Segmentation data
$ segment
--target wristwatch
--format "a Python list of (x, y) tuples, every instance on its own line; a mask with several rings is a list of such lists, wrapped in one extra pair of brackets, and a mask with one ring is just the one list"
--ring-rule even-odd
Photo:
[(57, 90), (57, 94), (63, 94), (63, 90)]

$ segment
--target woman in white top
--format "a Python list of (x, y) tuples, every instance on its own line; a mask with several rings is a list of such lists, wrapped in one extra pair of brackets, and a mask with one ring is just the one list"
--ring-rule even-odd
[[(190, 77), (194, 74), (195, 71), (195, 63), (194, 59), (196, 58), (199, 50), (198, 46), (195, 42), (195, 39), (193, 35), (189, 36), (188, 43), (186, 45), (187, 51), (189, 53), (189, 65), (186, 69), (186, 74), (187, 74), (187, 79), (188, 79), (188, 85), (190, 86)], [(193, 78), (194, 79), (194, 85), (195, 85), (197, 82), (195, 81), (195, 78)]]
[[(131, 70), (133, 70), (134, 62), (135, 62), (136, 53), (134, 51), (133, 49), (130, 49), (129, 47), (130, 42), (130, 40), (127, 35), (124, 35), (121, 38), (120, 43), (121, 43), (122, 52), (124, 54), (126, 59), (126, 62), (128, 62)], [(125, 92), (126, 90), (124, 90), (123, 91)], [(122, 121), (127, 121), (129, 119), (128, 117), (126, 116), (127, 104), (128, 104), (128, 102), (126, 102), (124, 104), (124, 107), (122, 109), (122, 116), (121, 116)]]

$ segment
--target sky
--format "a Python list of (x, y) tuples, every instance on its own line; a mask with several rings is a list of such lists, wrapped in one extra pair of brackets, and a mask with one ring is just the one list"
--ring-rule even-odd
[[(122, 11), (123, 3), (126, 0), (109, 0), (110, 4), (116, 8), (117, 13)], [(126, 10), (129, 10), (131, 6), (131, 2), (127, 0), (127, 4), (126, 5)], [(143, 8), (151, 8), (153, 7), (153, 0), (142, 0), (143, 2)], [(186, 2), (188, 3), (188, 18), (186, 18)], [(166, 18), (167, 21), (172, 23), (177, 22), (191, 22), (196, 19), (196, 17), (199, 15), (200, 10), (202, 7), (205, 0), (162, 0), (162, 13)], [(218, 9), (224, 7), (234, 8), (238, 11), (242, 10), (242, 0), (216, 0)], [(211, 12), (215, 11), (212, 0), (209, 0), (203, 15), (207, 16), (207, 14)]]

Given task: Count the lines of the data above that contain the string "target", and give only the number.

Worked solution: 3